WHAT THE TASK REQUIRES: Count the lines in the items below that contain the string "Could", matching case exactly, and give only that number.

WORKING DATA:
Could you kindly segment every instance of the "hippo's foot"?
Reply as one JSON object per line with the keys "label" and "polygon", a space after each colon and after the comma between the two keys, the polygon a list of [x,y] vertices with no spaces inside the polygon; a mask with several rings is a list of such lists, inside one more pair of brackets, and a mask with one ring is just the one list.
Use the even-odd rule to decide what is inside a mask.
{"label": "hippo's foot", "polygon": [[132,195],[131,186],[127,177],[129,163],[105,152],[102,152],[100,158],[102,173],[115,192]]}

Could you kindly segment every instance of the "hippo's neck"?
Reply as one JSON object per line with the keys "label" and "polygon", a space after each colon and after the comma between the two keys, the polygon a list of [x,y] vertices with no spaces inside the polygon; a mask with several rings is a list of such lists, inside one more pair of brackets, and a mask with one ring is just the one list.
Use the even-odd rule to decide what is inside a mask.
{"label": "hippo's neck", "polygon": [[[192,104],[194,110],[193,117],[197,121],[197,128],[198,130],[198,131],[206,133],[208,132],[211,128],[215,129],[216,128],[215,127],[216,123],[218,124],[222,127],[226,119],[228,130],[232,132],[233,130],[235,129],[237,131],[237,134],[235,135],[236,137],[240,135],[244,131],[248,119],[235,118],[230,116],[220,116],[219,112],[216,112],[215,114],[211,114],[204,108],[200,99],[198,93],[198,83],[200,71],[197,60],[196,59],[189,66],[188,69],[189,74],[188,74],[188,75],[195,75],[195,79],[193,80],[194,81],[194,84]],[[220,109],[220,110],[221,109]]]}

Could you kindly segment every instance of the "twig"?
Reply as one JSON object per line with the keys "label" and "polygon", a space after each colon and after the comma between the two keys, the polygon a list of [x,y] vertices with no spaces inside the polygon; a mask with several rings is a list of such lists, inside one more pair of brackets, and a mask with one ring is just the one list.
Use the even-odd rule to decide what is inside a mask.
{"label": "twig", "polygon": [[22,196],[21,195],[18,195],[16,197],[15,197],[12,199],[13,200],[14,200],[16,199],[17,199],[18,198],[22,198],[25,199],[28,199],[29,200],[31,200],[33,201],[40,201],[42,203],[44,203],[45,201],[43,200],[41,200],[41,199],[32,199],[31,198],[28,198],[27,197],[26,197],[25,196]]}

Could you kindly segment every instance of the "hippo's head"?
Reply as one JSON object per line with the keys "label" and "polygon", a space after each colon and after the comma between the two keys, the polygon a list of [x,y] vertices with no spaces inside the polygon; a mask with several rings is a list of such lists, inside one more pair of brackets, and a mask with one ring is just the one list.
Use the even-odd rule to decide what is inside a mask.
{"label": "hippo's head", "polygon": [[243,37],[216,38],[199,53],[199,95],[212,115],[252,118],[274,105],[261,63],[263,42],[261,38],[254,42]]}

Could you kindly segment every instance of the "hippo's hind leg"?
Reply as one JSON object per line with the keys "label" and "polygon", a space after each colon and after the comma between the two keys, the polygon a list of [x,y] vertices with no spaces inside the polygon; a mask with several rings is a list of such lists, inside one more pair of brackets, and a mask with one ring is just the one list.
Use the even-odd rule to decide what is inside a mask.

OUTPUT OF THE TASK: 5